• SET OF TASKS:
a - In the email thread about CPU frequency governors, what reason does Frederick Reeve give for using the conservative governor on his notebook?
b - Pick up the email thread about CPU frequency governors after its final line and keep writing.

• TEXT SECTION:
───
On Sun, 18 Jan 2009 16:05:00 -0200 "Gustavo Sverzut Barbieri"
<barbi...@profusion.mobi> babbled:

> On Sun, Jan 18, 2009 at 3:45 PM, Steve Jones <st...@squaregoldfish.co.uk>
> wrote:
> > Gustavo Sverzut Barbieri wrote:
> >> On Mon, Jan 12, 2009 at 4:55 PM, Frederick Reeve <cy...@solace.info> wrote:
> >>> On Wed, 7 Jan 2009 21:54:52 -0200
> >>> "Gustavo Sverzut Barbieri" <barbi...@profusion.mobi> wrote:
> >>>
> >>>> On Wed, Jan 7, 2009 at 9:29 PM, The Rasterman Carsten Haitzler
> >>>> <ras...@rasterman.com> wrote:
> >>>>> On Thu, 8 Jan 2009 09:15:25 +1030 "Graham Gower"
> >>>>> <graham.go...@gmail.com> babbled:
> >>>>> n.b. - i didn't notice this as i use "low power
> >>>>> automatic" (conservative) governor - it doesnt clock up as much as
> >>>>> automatic does - but it will for sustained cpu needs.
> >>>> conservative is considered bad. it's just recommended for machines
> >>>> that have problems with fast frequency changes, usually weird/old
> >>>> platforms.
> >>>>
> >>> Just have to drop in my comment here.  I use conservative because my fan
> >>> is regulated by my bios and if the cpu is at full the fan runs on hi on
> >>> my notebook(its loud).  I find it very obnoxious going from off to hi all
> >>> the time.  My notebook is a new as of 2 months ago HP with some of the
> >>> best hardware you can currently get.  Yet "on demand"/automatic does not
> >>> give a good user experience here.  Anyway.  I would really hate to see
> >>> "low power automatic" go away as it has worked the best for keeping noise
> >>> down on all 4 notebooks I have owned now.  I do wonder why it is
> >>> considered bad though?
> >>
> >> It's bad because it would take more time to do the task and it's
> >> cheaper to finish the task at full speed sooner than run it half speed
> >> and delay job end. But of course you might end with annoying fans and
> >> latencies for some hardware (either cpu or fan)... I know it can be
> >> irritating if your laptop will turn on the fans everytime you move a
> >> window with e17 ;-)
> >>
> >
> > Just to add my two cents to this discussion.
───
• DATA PROVIDED:
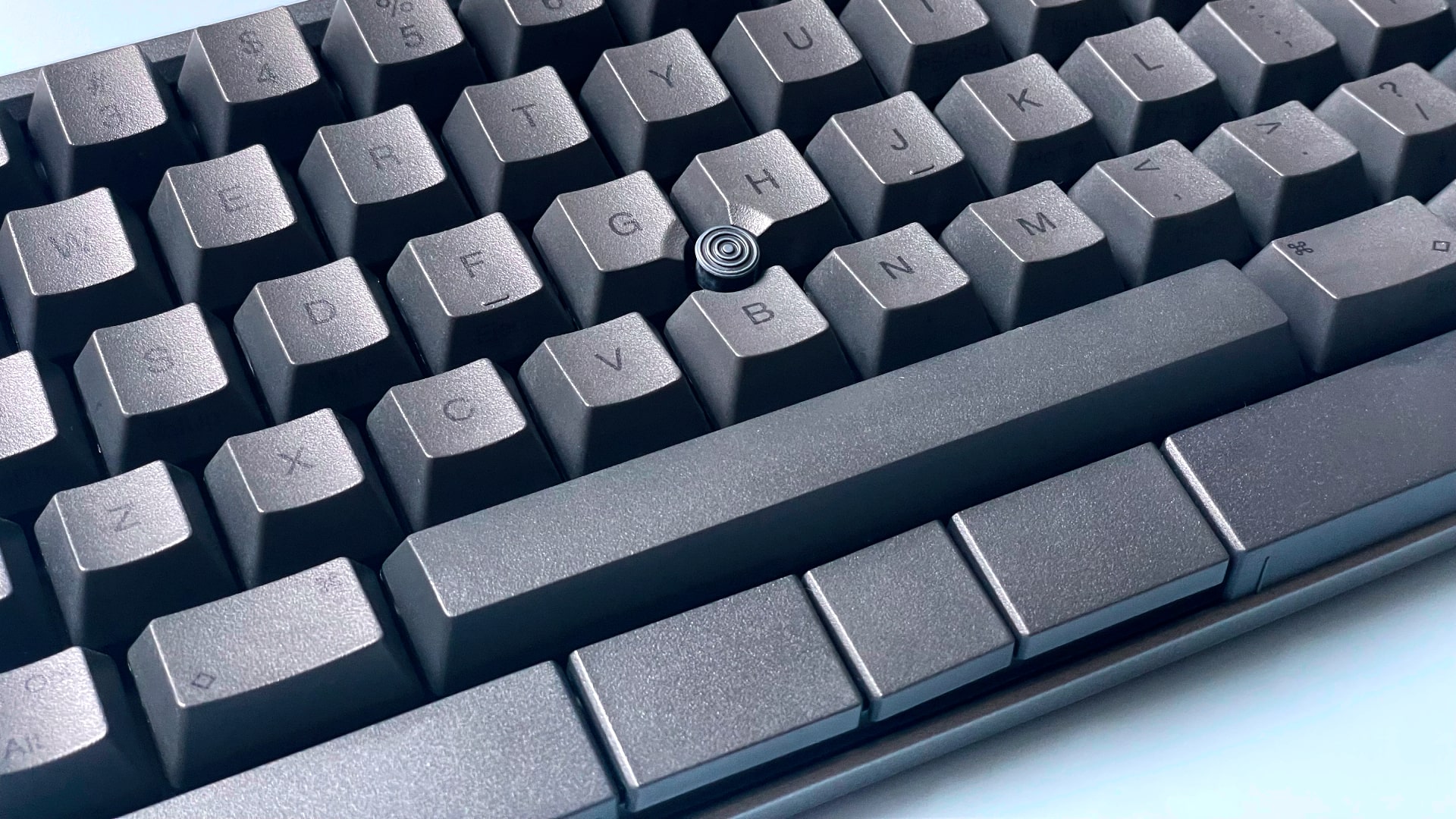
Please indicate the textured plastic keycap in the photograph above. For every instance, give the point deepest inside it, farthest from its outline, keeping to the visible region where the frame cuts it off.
(715, 691)
(249, 678)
───
• EXERCISE RESPONSES:
a - His fan is regulated by the BIOS and runs on high, which is loud, whenever the CPU is at full speed.

b -
> >
> > I have a machine that's on 24/7 for various tasks, and I run BOINC
> > projects in the background just so it's doing something useful all the
> > time. However, I don't want the processor running flat out constantly,
> > so I have ignore_nice_load switched on. That way, BOINC can do its thing
> > at low priority, and the CPU runs at a lower speed. Then, if 'normal'
> > apps need the CPU, it scales up the frequency to get the job done
> > quicker. e17's policy of running all child processes as +1 priority
> > completely backfires in this scenario.
> >
> > I'm not sure which is the best way to go in terms of defaults for this,
> > but I'd definitely like there to be an option to adjust the priority of
> > e's child processes.
> 
> IMHO your case is not the usual for regular users, and BOINC should
> throttle itself or use some kind of cpulimits to do so, doable with
> cgroups since .24.
> 
> Basically ignore_nice_load defeats use of priority by non-admin users,
> you cannot use them anymore. They should have done this for
> configurable priority or use +19 only, otherwise you loose 1-19.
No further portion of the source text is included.